:: TO DO ::
1. Reproduce word for word everything in the column on education from "About a week" down to "regarding education in this country.".
2. In the column on education, in which debate did Rick Santorum call for cutting federal education funding?

:: STUDY TEXT ::
____
Education: The Issue of 2012

By Nick Manfredi


About a week ago in the final Republican Debate in Arizona, Rick Santorum said that "we need to cut and eliminate… education funding from the federal government, move it back to the local level where it belongs where parents and local communities can deal with that."

Yes, the new Republican front-runner, newly named by Politico and other sources "the biggest threat to Obama," called for the elimination of education funding from the government.

This is frightening. It sounds to me like Santorum is giving up when he says we should put education in the hands of "parents and local communities" letting them "deal with that."

Where are you from? Where have you been? Is this a serious assertion? Granted, President Obama hasn't done wonders or wowed me in the realm of education.

I agree with the Republican candidate in one way: something needs to happen regarding education in this country.

Growing up in Las Vegas, I too often saw kids my age, without drive and aspiration. Why?

Maybe the ultimate goal of education should be something new. Maybe it should be something besides the promise of a nine to five. Maybe it should be the possibility of, the invitation to creativity. Maybe that would motivate kids to sit in classrooms for the best 12 years of their lives.

Why? Because kids will take a chance. Children have the capacity to make mistakes without fear. The U.S. is the birthplace of creativity, of the ingenuity of minds such as Steve Jobs and Bill Gates, Jim Henson and Gene Roddenberry, and Erik Ehn - and if you don't know who that is you should look him up.

In return, we must take a chance on children. We cannot "move" education anywhere or to anyone else. We must implement programs that do not senselessly pump tax payer dollars into a flawed system, but redefine the system and rehabilitate education in this country.

Why can't we take the federal powers that be, powers of generation and far-reaching scope, and use them to facilitate programs at the local levels where Santorum believes they should reside? It is for all of us to monitor, govern and truly perfect.

Education — the untouched, ugly issue that is plaguing our country and its politics — can, and should, not be compromised on.

Nick Manfredi is a sophomore political science and theater major.
____
:: SUPPLIED DATA ::
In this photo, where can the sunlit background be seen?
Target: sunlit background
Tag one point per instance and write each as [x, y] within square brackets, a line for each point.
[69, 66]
____
:: LIST OF SOLUTIONS ::
1.
About a week ago in the final Republican Debate in Arizona, Rick Santorum said that "we need to cut and eliminate… education funding from the federal government, move it back to the local level where it belongs where parents and local communities can deal with that."

Yes, the new Republican front-runner, newly named by Politico and other sources "the biggest threat to Obama," called for the elimination of education funding from the government.

This is frightening. It sounds to me like Santorum is giving up when he says we should put education in the hands of "parents and local communities" letting them "deal with that."

Where are you from? Where have you been? Is this a serious assertion? Granted, President Obama hasn't done wonders or wowed me in the realm of education.

I agree with the Republican candidate in one way: something needs to happen regarding education in this country.

2. He did it in the final Republican Debate in Arizona.